| Passage shown |
I had the best lunch last Thursday. In addition to the great food and even better company (Sarah! June!), it was a last hurrah before maternity leave draws to an end. These past four and a half months have been a glorious introduction to motherhood, and I am thrilled for what’s to come.
But first, lunch.
I’ve been desiring a meal at Ria and Matt Wilson’s pop-up WILD for weeks now, but only got my act together with my return-to-work date looming in the distance.
Prior to popping up at Canelé, Matt spent time in the kitchens at Bouchon Las Vegas, Son of a Gun, and Sqirl, while Ria cooked at The Mansion Las Vegas, Daniel Boulud Brasserie, Canelé, and Sqirl. Killer resumes, the both of ’em.
WILD, as defined by its Instagram blurb, is “playful, experimental and knows no cuisine boundary.” Matt and Ria’s anything-goes-so-as-long-as-it’s-delicious-and-seasonal approach means that the menu changes from week to week (sometimes even day to day), dabbling in different genres, techniques, and cuisines along the way. You never know what you’re going to get…
The duo are clearly having a blast at WILD, and I love how you can taste their collective energy in every bite.
Sarah and I shared six dishes on our lunchtime date: three items from the regular menu plus three specials. One of the specials, a Kimchi Coconut Ramen ($14) with buttered noodles, scallion, and pork belly, was a bowlful of soul. The slices of chashu were as tender as can be, while the broth was so very slurp-worthy.

| Recorded information |

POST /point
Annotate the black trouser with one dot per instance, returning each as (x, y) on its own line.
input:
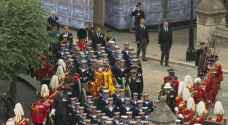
(165, 55)
(142, 46)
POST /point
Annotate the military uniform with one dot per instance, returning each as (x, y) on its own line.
(136, 81)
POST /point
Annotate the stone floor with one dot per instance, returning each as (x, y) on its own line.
(154, 73)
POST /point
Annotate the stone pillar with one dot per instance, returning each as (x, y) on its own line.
(209, 16)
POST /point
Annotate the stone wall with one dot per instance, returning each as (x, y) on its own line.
(74, 13)
(118, 11)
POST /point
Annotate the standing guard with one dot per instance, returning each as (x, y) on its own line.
(19, 118)
(40, 109)
(136, 80)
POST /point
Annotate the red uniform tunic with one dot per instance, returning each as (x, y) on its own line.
(39, 112)
(82, 44)
(23, 122)
(211, 89)
(198, 120)
(198, 93)
(219, 118)
(188, 114)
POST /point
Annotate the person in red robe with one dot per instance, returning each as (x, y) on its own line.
(172, 79)
(46, 70)
(41, 108)
(198, 91)
(212, 86)
(82, 42)
(219, 71)
(219, 112)
(189, 111)
(201, 113)
(19, 118)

| Short problem |
Quote the lunch review word for word, from "But first, lunch." to "in every bite.".

| Worked answer |
But first, lunch.
I’ve been desiring a meal at Ria and Matt Wilson’s pop-up WILD for weeks now, but only got my act together with my return-to-work date looming in the distance.
Prior to popping up at Canelé, Matt spent time in the kitchens at Bouchon Las Vegas, Son of a Gun, and Sqirl, while Ria cooked at The Mansion Las Vegas, Daniel Boulud Brasserie, Canelé, and Sqirl. Killer resumes, the both of ’em.
WILD, as defined by its Instagram blurb, is “playful, experimental and knows no cuisine boundary.” Matt and Ria’s anything-goes-so-as-long-as-it’s-delicious-and-seasonal approach means that the menu changes from week to week (sometimes even day to day), dabbling in different genres, techniques, and cuisines along the way. You never know what you’re going to get…
The duo are clearly having a blast at WILD, and I love how you can taste their collective energy in every bite.